*Problem description*
Count the lines in the items below that contain the string "photograph" and give only that number.

Collected data
◇ ◇ ◇ ◇

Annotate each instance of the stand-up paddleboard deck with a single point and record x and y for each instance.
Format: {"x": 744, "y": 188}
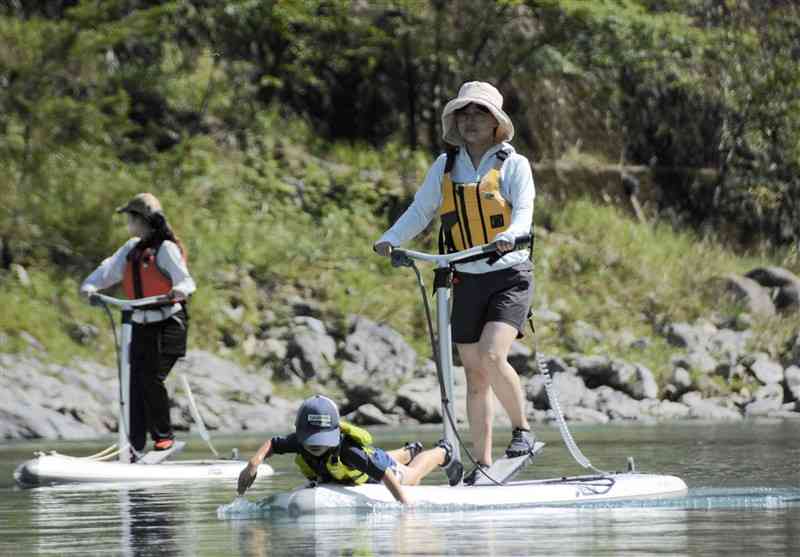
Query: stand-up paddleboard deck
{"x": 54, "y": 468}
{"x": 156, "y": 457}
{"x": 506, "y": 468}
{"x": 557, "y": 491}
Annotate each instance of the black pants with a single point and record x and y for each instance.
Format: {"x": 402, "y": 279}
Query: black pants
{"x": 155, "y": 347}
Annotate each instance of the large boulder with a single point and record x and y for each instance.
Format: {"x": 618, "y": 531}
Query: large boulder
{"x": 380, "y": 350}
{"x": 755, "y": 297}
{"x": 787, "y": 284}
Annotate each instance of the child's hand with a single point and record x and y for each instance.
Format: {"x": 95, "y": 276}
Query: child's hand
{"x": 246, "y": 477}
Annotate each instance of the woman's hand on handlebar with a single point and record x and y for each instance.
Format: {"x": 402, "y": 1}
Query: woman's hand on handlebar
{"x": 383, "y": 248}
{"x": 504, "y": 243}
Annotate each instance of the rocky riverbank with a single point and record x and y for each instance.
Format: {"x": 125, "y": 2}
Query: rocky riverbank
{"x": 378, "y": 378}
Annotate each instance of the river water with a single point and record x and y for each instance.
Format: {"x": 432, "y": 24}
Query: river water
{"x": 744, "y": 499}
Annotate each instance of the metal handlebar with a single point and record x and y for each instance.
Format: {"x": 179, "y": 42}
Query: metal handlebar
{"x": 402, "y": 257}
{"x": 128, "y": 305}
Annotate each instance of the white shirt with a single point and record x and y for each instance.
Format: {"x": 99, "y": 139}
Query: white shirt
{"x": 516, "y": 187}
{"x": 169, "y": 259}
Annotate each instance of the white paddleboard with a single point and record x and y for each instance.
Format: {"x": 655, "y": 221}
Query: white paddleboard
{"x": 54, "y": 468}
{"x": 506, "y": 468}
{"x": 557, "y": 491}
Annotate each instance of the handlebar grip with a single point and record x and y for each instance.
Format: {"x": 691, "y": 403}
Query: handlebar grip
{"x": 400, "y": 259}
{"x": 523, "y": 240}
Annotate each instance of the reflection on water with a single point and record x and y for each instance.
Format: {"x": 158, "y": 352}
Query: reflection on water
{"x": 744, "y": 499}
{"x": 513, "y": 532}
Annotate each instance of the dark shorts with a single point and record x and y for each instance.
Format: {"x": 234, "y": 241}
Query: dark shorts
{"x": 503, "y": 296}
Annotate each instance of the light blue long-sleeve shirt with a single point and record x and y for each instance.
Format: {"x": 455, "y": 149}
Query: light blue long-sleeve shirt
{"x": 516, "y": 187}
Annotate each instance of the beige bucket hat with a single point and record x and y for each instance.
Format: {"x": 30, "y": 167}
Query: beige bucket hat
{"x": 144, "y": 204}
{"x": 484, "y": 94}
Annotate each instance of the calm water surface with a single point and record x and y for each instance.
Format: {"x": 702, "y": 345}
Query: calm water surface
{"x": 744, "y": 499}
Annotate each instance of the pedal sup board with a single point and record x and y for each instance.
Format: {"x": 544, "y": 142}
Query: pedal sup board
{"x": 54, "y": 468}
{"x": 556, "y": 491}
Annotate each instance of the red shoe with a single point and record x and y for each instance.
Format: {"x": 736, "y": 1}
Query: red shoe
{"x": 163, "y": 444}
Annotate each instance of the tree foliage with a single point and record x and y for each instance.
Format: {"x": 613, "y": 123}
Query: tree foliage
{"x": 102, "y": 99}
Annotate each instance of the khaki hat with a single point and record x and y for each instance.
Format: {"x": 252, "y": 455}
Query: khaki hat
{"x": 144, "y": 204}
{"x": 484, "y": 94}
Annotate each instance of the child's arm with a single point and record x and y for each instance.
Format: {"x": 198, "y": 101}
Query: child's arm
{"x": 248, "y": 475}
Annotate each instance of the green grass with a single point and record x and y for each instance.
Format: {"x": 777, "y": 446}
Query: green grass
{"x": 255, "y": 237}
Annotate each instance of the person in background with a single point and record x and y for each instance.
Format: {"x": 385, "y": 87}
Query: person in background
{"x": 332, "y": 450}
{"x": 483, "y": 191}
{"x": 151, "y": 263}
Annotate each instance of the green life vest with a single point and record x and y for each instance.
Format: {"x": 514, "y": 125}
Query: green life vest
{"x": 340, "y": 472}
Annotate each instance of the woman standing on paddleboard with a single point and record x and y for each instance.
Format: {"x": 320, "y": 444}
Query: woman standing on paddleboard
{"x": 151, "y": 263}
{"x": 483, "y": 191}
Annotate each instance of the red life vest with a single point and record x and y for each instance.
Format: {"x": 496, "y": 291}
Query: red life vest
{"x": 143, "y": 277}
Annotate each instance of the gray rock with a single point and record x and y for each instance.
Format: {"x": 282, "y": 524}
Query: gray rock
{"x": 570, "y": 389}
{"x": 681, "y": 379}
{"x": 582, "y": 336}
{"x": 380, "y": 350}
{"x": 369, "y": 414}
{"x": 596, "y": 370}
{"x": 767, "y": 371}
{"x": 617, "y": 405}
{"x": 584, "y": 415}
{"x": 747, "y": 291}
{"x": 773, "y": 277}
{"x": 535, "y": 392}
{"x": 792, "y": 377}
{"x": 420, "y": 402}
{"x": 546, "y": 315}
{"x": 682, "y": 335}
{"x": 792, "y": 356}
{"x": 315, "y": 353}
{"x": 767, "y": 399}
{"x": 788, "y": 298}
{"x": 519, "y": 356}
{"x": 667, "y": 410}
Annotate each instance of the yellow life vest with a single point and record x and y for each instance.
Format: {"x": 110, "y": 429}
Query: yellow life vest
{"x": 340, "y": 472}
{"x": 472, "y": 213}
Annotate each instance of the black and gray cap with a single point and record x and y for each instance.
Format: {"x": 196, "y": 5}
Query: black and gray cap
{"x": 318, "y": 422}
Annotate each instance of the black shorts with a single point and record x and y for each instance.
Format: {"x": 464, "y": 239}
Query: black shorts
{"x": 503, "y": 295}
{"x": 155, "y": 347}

◇ ◇ ◇ ◇

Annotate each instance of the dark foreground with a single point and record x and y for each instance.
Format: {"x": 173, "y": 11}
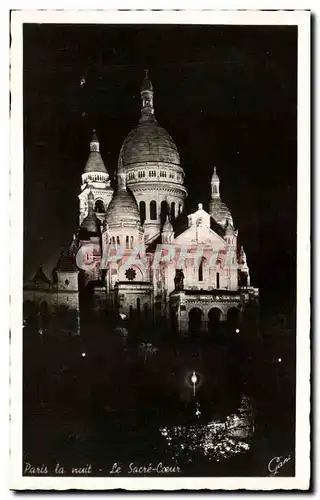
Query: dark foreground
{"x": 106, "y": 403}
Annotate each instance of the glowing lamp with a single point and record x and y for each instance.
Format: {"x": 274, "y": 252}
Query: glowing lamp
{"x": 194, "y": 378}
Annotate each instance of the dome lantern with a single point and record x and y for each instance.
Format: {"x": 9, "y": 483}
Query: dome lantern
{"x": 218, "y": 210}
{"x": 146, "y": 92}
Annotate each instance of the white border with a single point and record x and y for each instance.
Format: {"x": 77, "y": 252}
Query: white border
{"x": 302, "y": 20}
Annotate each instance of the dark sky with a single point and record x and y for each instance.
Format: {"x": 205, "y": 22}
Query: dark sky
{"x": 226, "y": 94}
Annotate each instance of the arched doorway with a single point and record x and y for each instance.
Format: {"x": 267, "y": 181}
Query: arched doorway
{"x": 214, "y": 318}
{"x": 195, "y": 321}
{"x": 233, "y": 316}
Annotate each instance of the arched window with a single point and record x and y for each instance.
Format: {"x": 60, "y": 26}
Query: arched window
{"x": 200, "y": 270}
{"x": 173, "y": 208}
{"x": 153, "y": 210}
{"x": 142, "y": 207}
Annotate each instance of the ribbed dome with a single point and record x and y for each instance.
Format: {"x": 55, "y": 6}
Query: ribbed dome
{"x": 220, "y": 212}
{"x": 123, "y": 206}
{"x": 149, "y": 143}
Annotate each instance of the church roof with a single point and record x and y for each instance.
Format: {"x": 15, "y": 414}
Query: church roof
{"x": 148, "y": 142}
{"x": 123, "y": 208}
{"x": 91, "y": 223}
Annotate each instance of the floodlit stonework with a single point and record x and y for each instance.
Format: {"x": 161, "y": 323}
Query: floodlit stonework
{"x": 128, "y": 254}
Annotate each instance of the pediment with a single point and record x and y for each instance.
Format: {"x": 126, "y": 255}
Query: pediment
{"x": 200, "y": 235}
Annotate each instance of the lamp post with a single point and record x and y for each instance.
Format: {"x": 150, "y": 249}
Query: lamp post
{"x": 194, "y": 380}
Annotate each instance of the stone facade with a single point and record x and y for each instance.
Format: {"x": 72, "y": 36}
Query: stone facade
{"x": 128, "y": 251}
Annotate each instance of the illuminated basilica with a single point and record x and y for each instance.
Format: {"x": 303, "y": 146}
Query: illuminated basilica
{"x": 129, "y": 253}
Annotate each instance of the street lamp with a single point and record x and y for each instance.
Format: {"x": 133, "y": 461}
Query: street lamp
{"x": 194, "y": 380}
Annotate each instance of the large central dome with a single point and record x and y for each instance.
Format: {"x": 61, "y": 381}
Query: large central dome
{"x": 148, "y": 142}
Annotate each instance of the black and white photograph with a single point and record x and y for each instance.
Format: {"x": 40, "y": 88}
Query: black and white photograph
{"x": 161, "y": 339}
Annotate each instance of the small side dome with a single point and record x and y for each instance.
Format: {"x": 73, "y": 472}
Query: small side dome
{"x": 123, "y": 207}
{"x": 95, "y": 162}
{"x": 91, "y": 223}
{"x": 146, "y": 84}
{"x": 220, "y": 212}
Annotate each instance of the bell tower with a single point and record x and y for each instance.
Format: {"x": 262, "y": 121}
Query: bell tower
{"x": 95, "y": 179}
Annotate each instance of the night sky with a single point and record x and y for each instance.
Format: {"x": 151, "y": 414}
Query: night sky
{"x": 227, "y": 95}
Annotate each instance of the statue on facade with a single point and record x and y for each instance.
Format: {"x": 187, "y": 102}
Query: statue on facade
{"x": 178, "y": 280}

◇ ◇ ◇ ◇

*The completed task*
2